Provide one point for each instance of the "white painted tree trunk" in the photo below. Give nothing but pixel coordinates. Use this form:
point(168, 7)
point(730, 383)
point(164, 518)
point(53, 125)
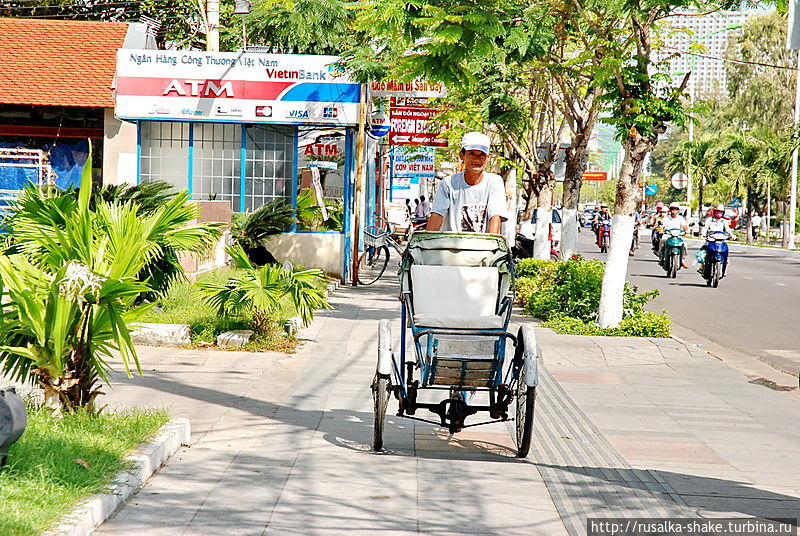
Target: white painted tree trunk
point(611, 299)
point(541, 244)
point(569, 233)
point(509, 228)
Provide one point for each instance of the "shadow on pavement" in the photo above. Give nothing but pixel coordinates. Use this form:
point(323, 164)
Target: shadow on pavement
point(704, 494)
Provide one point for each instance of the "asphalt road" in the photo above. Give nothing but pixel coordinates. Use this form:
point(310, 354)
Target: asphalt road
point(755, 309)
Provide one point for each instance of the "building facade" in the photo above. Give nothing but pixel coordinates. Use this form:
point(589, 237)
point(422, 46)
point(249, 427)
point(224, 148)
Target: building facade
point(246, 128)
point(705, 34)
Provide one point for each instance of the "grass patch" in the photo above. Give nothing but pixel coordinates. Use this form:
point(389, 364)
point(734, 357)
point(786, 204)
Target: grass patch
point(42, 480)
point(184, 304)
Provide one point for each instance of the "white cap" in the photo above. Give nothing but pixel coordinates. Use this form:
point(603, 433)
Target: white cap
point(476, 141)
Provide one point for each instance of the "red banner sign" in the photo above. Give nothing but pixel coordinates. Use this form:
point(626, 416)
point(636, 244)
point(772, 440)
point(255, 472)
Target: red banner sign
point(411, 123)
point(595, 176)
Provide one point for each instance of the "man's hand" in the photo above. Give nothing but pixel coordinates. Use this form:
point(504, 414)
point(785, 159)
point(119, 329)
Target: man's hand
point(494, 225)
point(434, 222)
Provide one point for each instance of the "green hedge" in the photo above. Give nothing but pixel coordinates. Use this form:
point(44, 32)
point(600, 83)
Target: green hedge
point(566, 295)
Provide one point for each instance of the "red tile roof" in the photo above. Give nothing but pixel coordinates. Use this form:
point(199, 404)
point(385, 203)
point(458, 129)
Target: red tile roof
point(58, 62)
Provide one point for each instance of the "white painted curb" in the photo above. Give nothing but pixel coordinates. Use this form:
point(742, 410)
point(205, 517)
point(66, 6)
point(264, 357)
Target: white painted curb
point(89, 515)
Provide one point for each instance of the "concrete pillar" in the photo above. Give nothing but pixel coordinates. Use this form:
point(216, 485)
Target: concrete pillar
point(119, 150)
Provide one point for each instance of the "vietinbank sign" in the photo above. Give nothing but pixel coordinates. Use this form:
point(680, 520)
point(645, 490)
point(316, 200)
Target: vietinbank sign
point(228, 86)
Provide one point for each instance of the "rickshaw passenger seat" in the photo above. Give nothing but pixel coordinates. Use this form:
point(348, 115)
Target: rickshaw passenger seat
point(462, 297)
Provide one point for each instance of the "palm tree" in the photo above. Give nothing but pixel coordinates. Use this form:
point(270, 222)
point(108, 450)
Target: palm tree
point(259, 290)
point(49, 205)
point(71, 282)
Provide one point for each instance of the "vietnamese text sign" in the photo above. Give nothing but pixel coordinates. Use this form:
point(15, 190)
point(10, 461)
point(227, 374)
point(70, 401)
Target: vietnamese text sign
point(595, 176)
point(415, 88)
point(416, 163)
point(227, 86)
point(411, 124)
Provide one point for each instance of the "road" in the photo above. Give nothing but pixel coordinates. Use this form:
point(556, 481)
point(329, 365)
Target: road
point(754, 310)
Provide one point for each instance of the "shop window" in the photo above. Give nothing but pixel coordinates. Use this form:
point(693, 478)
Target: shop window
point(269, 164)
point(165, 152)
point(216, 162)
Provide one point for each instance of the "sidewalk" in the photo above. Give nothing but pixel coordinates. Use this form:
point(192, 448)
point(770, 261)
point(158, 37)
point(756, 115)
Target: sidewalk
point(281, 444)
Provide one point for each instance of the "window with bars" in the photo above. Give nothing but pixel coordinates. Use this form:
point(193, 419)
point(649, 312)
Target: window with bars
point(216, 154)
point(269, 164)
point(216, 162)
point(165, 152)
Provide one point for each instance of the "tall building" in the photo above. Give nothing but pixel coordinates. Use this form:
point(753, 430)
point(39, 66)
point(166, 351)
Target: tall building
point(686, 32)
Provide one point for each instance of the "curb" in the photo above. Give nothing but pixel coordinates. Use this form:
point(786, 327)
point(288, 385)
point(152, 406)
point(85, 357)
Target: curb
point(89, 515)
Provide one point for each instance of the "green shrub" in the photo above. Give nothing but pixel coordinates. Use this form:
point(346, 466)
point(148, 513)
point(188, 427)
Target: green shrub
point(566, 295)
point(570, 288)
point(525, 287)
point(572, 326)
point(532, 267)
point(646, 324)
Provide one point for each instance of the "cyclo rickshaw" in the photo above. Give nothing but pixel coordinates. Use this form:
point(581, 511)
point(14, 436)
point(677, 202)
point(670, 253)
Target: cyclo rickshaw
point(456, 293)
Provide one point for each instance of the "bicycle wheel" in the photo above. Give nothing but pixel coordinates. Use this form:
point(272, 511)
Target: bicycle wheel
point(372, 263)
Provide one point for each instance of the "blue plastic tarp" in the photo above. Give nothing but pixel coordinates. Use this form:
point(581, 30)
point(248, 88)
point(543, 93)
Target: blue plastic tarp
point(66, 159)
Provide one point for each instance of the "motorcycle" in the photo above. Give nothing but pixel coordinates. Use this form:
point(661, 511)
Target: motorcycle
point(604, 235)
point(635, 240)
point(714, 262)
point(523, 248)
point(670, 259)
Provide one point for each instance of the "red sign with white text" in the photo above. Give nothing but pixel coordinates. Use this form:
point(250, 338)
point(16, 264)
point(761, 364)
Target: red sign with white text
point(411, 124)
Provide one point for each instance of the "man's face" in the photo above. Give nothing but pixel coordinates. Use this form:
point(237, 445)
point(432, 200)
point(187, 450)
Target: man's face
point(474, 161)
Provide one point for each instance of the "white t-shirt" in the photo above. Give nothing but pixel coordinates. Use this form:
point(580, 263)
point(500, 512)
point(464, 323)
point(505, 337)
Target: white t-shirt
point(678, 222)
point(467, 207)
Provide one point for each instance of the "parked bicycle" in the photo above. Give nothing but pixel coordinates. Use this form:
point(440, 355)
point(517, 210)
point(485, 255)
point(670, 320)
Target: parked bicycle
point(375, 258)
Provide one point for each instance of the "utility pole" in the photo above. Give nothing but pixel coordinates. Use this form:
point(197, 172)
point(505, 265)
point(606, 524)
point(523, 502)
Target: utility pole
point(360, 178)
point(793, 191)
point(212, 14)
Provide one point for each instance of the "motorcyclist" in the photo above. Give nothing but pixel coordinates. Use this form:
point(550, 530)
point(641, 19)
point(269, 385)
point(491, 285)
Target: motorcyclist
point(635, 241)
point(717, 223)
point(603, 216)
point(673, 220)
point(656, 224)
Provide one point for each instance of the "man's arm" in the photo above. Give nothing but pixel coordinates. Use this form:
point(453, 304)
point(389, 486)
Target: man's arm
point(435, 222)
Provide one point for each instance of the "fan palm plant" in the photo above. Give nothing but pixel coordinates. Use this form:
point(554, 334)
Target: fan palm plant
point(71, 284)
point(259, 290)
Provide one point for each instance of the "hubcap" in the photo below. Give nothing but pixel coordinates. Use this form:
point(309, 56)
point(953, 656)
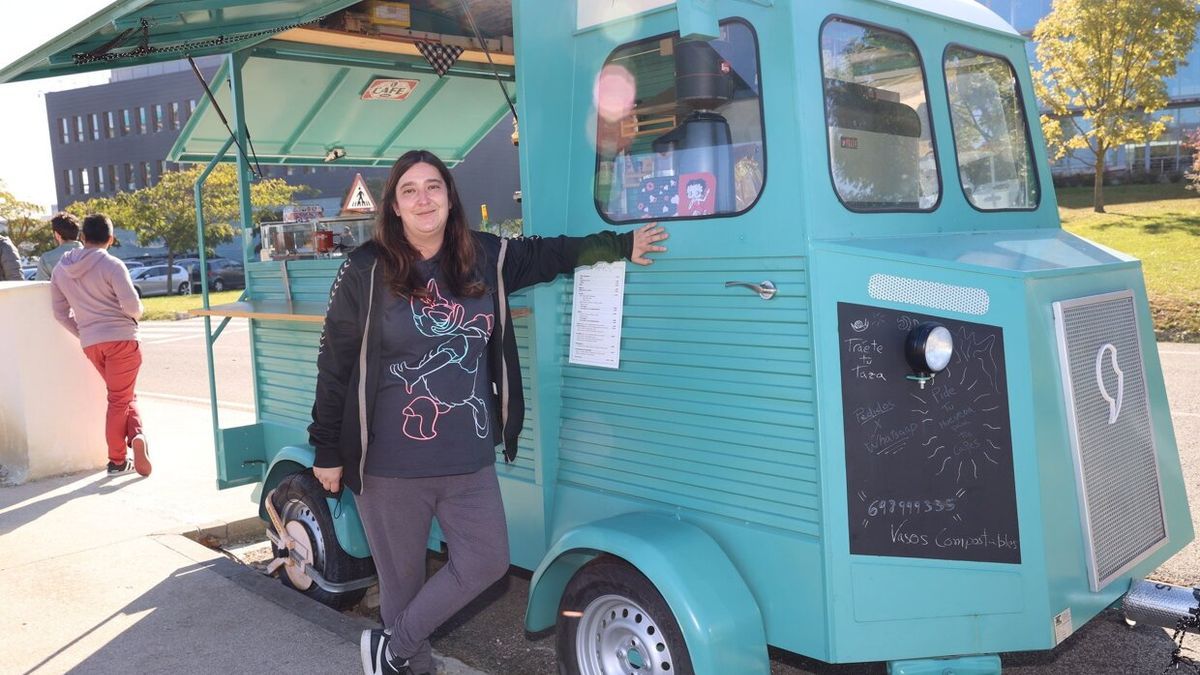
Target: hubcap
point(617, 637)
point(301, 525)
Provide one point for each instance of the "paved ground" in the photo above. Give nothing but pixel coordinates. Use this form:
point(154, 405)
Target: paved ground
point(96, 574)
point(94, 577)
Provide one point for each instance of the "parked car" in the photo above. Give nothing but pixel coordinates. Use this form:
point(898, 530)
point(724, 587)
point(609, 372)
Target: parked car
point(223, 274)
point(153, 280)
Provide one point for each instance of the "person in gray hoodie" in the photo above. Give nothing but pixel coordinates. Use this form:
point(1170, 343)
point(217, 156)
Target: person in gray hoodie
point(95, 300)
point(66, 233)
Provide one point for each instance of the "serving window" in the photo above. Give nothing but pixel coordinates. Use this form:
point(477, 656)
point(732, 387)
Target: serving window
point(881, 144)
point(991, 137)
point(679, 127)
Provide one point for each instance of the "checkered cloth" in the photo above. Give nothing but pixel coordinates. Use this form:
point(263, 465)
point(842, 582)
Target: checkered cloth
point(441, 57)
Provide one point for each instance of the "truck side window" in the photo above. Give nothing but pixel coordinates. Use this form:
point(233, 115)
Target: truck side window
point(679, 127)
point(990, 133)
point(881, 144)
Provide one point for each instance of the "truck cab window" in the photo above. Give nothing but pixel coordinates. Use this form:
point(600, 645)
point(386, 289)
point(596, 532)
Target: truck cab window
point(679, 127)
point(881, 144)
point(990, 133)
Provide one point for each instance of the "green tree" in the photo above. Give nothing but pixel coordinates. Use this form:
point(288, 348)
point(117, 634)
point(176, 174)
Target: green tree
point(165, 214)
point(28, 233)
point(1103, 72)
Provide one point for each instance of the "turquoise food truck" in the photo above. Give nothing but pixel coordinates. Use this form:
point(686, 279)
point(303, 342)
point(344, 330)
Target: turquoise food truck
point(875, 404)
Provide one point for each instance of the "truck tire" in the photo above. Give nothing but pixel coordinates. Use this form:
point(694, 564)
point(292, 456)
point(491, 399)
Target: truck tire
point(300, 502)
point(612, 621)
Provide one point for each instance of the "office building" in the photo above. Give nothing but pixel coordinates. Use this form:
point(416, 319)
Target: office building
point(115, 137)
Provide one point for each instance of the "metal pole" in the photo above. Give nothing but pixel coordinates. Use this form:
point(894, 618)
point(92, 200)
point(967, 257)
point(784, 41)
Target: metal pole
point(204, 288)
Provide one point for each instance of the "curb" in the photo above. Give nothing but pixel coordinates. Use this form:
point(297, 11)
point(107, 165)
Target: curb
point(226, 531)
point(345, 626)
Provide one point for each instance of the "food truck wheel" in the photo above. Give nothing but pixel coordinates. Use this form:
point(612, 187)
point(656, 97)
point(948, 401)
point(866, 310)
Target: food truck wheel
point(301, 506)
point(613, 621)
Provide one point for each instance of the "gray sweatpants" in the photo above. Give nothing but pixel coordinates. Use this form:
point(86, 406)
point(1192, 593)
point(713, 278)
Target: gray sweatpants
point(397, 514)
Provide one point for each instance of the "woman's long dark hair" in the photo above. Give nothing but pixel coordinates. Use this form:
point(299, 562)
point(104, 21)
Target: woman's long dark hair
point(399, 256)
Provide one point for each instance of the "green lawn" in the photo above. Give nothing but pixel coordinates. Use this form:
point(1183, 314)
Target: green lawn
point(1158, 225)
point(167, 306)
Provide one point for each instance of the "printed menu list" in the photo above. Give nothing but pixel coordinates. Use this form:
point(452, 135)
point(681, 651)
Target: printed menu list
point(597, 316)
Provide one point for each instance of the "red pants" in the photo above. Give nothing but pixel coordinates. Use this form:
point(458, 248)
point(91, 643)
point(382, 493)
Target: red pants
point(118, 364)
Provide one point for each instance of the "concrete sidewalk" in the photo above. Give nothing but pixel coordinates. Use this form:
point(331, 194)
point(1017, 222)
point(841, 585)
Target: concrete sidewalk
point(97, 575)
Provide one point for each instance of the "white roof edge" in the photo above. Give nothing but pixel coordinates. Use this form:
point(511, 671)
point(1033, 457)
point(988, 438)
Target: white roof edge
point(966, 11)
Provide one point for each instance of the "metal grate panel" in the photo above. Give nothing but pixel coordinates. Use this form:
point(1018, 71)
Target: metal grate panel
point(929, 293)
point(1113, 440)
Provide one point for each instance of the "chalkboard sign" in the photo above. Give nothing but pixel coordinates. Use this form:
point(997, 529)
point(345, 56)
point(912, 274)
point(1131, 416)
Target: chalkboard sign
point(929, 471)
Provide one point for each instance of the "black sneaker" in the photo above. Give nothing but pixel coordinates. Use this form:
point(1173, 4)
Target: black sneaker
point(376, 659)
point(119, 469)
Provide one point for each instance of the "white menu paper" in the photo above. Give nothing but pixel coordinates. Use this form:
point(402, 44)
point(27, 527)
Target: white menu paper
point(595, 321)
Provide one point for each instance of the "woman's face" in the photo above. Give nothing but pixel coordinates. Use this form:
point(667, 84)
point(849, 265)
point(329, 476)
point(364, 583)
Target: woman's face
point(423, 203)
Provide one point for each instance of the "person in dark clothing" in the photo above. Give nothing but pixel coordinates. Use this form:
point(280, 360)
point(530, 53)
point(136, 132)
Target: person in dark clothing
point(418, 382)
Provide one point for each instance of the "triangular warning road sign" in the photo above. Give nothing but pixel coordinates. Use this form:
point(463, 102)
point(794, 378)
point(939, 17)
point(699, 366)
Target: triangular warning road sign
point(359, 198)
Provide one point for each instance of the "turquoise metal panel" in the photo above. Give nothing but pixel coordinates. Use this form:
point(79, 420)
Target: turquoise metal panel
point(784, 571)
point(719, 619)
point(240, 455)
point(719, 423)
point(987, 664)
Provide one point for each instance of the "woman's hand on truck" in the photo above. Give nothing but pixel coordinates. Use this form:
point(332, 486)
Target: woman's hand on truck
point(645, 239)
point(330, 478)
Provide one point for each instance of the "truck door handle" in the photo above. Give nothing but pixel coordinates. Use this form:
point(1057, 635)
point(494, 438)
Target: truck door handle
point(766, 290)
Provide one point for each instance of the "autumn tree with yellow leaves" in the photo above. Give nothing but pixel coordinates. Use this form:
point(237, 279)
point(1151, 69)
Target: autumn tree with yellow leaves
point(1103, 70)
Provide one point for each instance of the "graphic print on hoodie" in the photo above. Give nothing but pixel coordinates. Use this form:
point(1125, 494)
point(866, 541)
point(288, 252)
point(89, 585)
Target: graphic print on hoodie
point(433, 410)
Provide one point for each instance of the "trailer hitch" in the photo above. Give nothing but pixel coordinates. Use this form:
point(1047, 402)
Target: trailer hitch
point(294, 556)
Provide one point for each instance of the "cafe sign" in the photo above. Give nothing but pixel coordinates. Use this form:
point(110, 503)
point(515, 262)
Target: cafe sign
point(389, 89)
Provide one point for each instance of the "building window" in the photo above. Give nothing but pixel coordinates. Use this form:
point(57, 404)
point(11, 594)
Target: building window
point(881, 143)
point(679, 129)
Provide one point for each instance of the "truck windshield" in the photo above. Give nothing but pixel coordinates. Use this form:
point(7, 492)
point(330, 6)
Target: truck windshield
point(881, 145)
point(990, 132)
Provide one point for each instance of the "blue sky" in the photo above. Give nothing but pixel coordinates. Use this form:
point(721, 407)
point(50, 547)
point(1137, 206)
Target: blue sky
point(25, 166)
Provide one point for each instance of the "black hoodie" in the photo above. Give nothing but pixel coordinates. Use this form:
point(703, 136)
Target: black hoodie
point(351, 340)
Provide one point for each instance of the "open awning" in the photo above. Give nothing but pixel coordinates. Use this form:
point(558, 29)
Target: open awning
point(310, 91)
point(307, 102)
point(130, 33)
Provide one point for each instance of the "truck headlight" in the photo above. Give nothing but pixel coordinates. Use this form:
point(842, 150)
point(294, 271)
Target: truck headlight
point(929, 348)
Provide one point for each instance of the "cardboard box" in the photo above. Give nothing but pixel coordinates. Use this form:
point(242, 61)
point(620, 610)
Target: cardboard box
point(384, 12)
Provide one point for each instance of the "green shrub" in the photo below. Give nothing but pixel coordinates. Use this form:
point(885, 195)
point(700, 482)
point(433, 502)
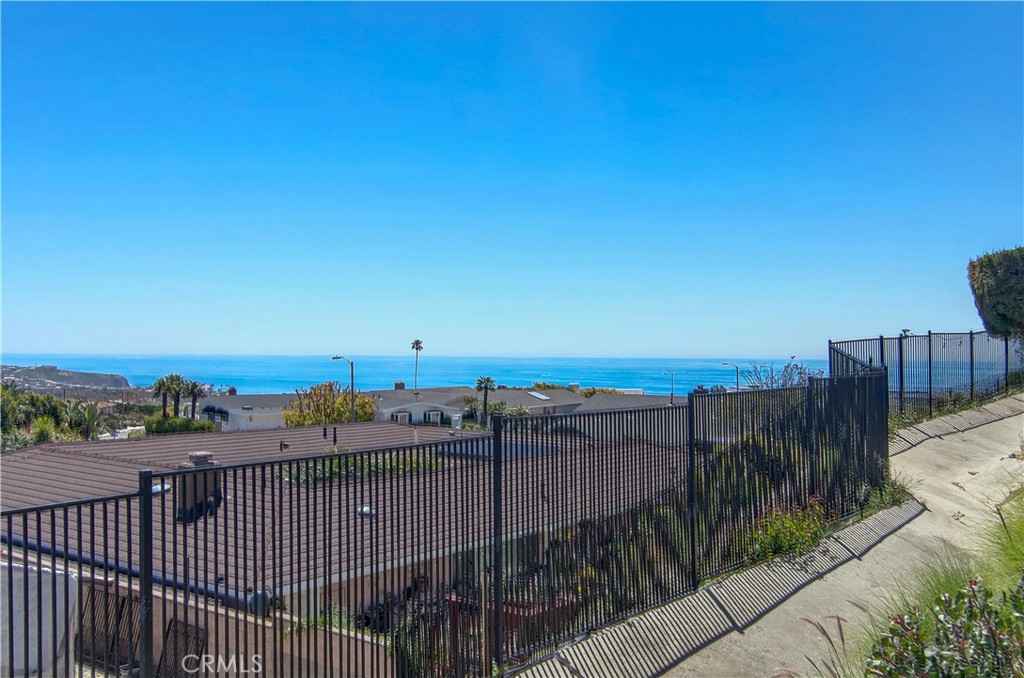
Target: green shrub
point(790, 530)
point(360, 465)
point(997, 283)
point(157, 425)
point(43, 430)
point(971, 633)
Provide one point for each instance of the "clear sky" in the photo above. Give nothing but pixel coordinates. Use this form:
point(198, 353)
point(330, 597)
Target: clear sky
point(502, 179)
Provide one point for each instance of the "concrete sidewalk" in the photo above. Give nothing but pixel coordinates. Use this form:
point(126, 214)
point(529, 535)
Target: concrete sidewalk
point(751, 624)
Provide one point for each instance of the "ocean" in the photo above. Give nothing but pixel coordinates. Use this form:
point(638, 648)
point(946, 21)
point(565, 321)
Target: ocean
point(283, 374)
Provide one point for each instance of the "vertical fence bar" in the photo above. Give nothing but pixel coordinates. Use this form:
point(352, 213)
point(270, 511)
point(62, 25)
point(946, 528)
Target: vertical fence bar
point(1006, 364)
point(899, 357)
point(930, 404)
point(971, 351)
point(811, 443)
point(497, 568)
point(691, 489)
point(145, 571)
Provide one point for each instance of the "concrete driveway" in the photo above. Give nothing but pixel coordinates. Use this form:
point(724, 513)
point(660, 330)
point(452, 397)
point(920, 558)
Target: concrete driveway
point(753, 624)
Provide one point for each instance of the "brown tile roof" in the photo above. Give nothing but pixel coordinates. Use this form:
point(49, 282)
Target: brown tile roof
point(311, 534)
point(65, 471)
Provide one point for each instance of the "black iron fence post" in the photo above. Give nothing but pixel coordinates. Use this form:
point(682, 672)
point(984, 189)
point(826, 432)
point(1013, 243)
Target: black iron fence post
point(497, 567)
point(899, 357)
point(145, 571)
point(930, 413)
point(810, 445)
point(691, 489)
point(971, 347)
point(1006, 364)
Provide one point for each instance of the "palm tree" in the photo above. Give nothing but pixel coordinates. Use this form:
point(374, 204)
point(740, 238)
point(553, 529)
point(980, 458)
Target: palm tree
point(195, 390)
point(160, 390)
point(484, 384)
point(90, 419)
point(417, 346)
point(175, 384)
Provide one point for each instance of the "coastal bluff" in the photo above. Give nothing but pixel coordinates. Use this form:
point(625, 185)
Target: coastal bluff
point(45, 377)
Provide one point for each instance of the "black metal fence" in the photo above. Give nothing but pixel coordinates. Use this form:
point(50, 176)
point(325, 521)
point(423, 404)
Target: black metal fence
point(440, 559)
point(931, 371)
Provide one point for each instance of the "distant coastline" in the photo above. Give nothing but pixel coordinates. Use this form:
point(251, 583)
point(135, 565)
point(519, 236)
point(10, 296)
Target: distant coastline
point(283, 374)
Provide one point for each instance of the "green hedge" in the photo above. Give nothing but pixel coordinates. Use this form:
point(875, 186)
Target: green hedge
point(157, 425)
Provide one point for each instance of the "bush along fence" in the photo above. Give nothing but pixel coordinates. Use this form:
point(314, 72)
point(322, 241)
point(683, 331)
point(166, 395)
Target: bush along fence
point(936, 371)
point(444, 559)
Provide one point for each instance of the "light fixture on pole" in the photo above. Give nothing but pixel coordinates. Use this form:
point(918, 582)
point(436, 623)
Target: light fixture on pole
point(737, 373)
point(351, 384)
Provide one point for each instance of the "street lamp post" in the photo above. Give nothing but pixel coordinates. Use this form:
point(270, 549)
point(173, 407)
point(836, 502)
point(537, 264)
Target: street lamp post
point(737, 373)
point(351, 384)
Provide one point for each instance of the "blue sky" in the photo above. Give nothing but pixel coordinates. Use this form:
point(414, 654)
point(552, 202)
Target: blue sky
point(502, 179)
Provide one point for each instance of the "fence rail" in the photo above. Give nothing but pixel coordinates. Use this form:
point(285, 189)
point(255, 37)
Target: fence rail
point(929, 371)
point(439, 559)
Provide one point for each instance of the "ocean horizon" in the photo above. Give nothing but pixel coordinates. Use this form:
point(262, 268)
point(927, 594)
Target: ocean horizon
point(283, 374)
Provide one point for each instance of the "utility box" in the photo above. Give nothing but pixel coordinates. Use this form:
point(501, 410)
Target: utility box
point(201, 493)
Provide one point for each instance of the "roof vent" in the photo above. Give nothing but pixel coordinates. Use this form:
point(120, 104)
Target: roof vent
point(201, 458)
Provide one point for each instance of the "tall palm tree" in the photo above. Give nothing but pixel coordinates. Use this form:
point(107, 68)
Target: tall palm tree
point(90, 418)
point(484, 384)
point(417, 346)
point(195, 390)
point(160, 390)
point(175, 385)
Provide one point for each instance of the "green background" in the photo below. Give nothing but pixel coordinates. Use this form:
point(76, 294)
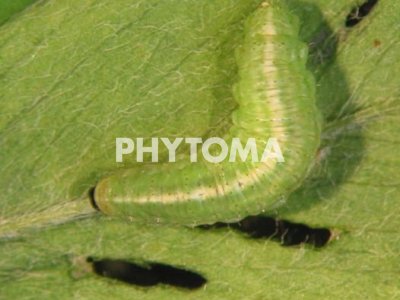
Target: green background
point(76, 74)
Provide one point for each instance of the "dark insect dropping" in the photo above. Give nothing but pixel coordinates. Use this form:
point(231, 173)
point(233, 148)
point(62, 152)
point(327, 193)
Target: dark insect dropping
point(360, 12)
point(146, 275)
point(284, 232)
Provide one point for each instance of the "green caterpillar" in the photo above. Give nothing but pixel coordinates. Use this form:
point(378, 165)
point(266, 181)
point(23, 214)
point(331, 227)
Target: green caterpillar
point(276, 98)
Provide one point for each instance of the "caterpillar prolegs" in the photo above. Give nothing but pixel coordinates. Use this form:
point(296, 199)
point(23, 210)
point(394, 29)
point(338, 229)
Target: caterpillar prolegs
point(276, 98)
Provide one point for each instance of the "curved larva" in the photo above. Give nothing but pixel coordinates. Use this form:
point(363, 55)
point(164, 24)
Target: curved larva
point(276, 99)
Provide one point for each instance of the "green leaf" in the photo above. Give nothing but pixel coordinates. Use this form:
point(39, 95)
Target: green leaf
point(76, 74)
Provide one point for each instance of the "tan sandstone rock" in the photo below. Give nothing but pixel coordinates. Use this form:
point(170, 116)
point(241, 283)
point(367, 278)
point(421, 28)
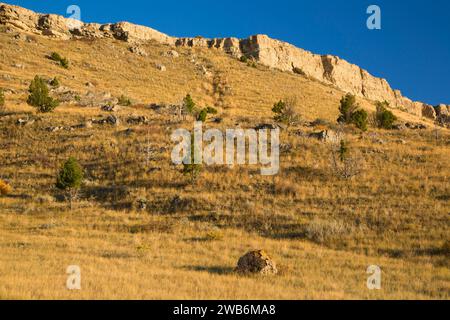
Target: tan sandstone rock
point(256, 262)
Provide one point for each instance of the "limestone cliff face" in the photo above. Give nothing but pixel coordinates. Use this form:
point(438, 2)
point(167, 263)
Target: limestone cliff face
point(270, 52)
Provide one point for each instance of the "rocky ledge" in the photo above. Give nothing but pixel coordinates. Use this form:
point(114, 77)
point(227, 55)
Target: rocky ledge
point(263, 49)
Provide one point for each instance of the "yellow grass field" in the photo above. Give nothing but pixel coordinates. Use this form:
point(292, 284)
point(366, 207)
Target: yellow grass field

## Task prompt:
Instructions for the copy: start at the first entry, stop after the line containing "point(44, 32)", keep every line exact, and drop the pictures.

## Task solution:
Provide one point for each instance of the "white painted tree trunk" in the photo below. Give nothing but pixel coordinates. Use this form:
point(168, 7)
point(730, 383)
point(164, 518)
point(53, 125)
Target: white painted tree trunk
point(611, 299)
point(541, 244)
point(569, 233)
point(509, 228)
Provide one point for each instance of the "shadow on pavement" in the photo above. Give nothing but pixel coordinates. Use this form:
point(323, 164)
Target: shadow on pavement
point(704, 494)
Provide one point for each instance of the "asphalt road" in the photo above. Give nothing but pixel coordinates. Use this form:
point(310, 354)
Target: asphalt road
point(755, 309)
Provide one point for each instance of the "building facade" in the photo above. Give nothing but pixel coordinates. Use this form:
point(589, 237)
point(422, 46)
point(249, 427)
point(224, 148)
Target: building facade
point(246, 128)
point(705, 34)
Provide one point for each instance of the "grass patch" in the photo above. Give nothing but pixel coordinates. Use this form:
point(389, 364)
point(734, 357)
point(786, 204)
Target: grass patch
point(42, 480)
point(184, 304)
Provide one point for each instance of the "white cap" in the photo above. Give nothing but pixel coordinates. Use this form:
point(603, 433)
Target: white cap
point(476, 141)
Provide one point for each instance of the "red banner sign" in the photo above. Give nothing but pixel coordinates. Use this form:
point(626, 416)
point(636, 244)
point(772, 440)
point(255, 472)
Target: red banner sign
point(411, 123)
point(595, 176)
Provide one point for each instance of the "man's hand" in the photo above. Give nothing but pixel coordinates. Use this form:
point(504, 414)
point(785, 159)
point(119, 329)
Target: man's hand
point(494, 225)
point(434, 222)
Provide one point for each instance of the "green hedge" in the photo above. Give nothing but pixel coordinates. Use this form:
point(44, 32)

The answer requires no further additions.